## Records provided
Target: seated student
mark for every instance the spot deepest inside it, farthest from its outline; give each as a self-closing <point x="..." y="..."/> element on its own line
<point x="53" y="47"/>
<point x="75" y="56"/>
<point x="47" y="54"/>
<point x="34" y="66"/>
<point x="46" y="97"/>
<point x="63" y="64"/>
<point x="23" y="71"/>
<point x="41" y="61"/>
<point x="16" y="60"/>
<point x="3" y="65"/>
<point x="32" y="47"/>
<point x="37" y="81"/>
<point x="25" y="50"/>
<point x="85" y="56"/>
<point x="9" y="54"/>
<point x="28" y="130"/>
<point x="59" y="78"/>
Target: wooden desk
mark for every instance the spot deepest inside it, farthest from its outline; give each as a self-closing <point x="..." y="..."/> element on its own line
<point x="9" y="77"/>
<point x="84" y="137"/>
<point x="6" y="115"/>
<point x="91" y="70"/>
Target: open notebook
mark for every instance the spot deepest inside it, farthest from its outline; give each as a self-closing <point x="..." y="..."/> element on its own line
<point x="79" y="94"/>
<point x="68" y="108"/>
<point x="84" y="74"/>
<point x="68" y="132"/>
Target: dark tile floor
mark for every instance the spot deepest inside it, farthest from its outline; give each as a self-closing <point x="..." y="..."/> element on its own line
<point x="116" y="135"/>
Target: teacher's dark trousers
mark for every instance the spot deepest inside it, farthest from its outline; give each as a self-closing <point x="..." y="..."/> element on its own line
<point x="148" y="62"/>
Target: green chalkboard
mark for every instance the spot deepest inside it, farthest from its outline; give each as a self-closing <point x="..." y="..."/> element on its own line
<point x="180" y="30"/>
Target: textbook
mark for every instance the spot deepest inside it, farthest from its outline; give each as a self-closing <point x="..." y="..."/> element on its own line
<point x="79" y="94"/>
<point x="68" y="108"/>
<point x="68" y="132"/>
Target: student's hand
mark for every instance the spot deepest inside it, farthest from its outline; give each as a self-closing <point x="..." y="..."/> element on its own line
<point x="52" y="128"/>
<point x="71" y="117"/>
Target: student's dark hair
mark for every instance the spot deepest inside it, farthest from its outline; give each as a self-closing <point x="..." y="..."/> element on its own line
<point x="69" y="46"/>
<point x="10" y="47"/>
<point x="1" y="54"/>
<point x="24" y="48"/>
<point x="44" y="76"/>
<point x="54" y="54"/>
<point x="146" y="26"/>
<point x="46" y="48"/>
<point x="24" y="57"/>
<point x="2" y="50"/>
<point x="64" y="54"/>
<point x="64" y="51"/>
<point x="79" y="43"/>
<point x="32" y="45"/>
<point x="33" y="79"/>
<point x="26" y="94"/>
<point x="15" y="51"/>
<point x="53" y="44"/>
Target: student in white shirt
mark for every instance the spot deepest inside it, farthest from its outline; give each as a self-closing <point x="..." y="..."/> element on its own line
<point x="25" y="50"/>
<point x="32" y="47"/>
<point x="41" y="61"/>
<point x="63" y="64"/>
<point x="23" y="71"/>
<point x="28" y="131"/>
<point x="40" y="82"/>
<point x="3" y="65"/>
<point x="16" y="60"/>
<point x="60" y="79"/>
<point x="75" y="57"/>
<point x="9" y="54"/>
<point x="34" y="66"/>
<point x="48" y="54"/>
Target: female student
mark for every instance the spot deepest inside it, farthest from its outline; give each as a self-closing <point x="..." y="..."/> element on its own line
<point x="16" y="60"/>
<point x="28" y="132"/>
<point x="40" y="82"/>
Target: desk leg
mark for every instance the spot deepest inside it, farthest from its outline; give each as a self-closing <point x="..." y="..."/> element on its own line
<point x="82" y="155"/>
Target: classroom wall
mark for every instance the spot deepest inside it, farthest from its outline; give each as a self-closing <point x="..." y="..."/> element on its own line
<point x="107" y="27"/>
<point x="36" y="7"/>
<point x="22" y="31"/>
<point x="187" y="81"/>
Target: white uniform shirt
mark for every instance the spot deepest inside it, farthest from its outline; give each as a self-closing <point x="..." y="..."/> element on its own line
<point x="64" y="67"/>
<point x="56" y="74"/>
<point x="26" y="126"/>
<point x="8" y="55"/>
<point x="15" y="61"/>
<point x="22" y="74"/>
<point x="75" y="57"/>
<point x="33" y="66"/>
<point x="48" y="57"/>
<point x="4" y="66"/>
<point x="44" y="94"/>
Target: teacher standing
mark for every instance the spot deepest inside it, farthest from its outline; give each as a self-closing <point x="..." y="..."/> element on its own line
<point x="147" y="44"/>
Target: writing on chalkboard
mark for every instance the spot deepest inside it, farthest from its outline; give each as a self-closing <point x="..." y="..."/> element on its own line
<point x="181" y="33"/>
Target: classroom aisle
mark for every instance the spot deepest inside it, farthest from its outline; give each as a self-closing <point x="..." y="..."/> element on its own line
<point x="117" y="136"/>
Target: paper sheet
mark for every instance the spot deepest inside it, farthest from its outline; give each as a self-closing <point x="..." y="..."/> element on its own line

## What the exercise asks
Repeat the whole listing above exactly.

## Expected output
Target: seated student
mark for every instance the spot deepest inside it, farthest from its outline; give each as a self-closing <point x="..." y="..."/> element on its own line
<point x="53" y="47"/>
<point x="75" y="56"/>
<point x="47" y="54"/>
<point x="34" y="66"/>
<point x="46" y="97"/>
<point x="63" y="64"/>
<point x="23" y="71"/>
<point x="41" y="61"/>
<point x="16" y="60"/>
<point x="3" y="65"/>
<point x="32" y="47"/>
<point x="37" y="81"/>
<point x="25" y="50"/>
<point x="85" y="56"/>
<point x="9" y="54"/>
<point x="28" y="130"/>
<point x="59" y="78"/>
Target: wooden desk
mark for every instance the spot deepest inside it, farthest from its outline; give each as a self-closing <point x="..." y="..."/> element on its own line
<point x="9" y="77"/>
<point x="84" y="137"/>
<point x="6" y="115"/>
<point x="91" y="70"/>
Target: open notebook
mark for every instance the spot deepest inside it, farthest from its outline; give each as a self-closing <point x="..." y="..."/> element on its own line
<point x="79" y="94"/>
<point x="68" y="108"/>
<point x="84" y="74"/>
<point x="68" y="132"/>
Target: dark tile floor
mark for every instance the spot deepest inside it, farthest from its outline; give each as a self-closing <point x="..." y="..."/> element on its own line
<point x="116" y="135"/>
Target: teacher's dark trousers
mark for every instance the spot deepest inside it, farthest from its outline; give each as a self-closing <point x="..." y="..."/> element on its own line
<point x="148" y="62"/>
Target: green chalkboard
mark for every instance the spot deepest inside it, farthest from its outline; give each as a self-closing <point x="..." y="..."/> element on its own line
<point x="180" y="30"/>
Target: textbook
mark for every instance the spot deepest inside it, farthest from its outline; give each as a self-closing <point x="..." y="..."/> element on its own line
<point x="79" y="94"/>
<point x="68" y="108"/>
<point x="68" y="132"/>
Target: student's hand
mark for every instance the spot deepest inside it, farthest from its outline; give each as a self-closing <point x="..." y="..."/> element on its own line
<point x="52" y="128"/>
<point x="71" y="117"/>
Target: student's dark hair
mark for every instance the spot deepest inside it, farthest from its outline; give each as a self-closing <point x="..." y="..."/> element on its own line
<point x="69" y="46"/>
<point x="10" y="47"/>
<point x="1" y="54"/>
<point x="24" y="48"/>
<point x="44" y="76"/>
<point x="54" y="54"/>
<point x="146" y="26"/>
<point x="46" y="48"/>
<point x="24" y="57"/>
<point x="2" y="50"/>
<point x="64" y="54"/>
<point x="64" y="51"/>
<point x="79" y="43"/>
<point x="32" y="45"/>
<point x="33" y="79"/>
<point x="26" y="94"/>
<point x="15" y="51"/>
<point x="53" y="44"/>
Target: student in white shirt
mark for every instance the spot deepest inside it, farthest from its outline; give each as a self-closing <point x="..." y="..."/> element on its own line
<point x="25" y="50"/>
<point x="32" y="47"/>
<point x="41" y="61"/>
<point x="63" y="64"/>
<point x="23" y="71"/>
<point x="28" y="131"/>
<point x="40" y="82"/>
<point x="3" y="65"/>
<point x="16" y="60"/>
<point x="60" y="79"/>
<point x="75" y="57"/>
<point x="9" y="54"/>
<point x="34" y="66"/>
<point x="48" y="54"/>
Target: female student
mark for every instance the spot deepest inside it, farthest from its outline; give each as a self-closing <point x="..." y="..."/> element on its own line
<point x="16" y="60"/>
<point x="28" y="132"/>
<point x="40" y="82"/>
Target: desk leg
mark for every instance the spot deepest inside it, farthest from its outline; give each as a self-closing <point x="..." y="..."/> element on its own line
<point x="82" y="155"/>
Target: classroom wall
mark for every instance the spot deepest inside it, farthest from its outline; give each as a self-closing <point x="..." y="..."/> element on its own line
<point x="107" y="27"/>
<point x="36" y="7"/>
<point x="22" y="31"/>
<point x="187" y="81"/>
Target: white uniform shirt
mark for every instance the spot deepest inside it, farthest from its outline; give each as a self-closing <point x="..." y="..."/> element on its own line
<point x="64" y="67"/>
<point x="56" y="74"/>
<point x="26" y="126"/>
<point x="8" y="55"/>
<point x="15" y="61"/>
<point x="22" y="74"/>
<point x="75" y="57"/>
<point x="33" y="66"/>
<point x="48" y="57"/>
<point x="4" y="66"/>
<point x="44" y="94"/>
Target: teacher standing
mark for every instance the spot deepest inside it, farthest from its outline; give each as a self-closing <point x="..." y="..."/> element on its own line
<point x="147" y="44"/>
Target: writing on chalkboard
mark for every instance the spot deepest inside it, farthest from its outline; give each as a self-closing <point x="..." y="..."/> element on its own line
<point x="181" y="33"/>
Target: classroom aisle
mark for every instance the spot deepest inside it, farthest from its outline; give each as a self-closing <point x="..." y="..."/> element on its own line
<point x="117" y="136"/>
Target: paper sheet
mark for every instance the spot deepest inside it, farthest from its outline; give each as a self-closing <point x="..." y="..."/> element on its own line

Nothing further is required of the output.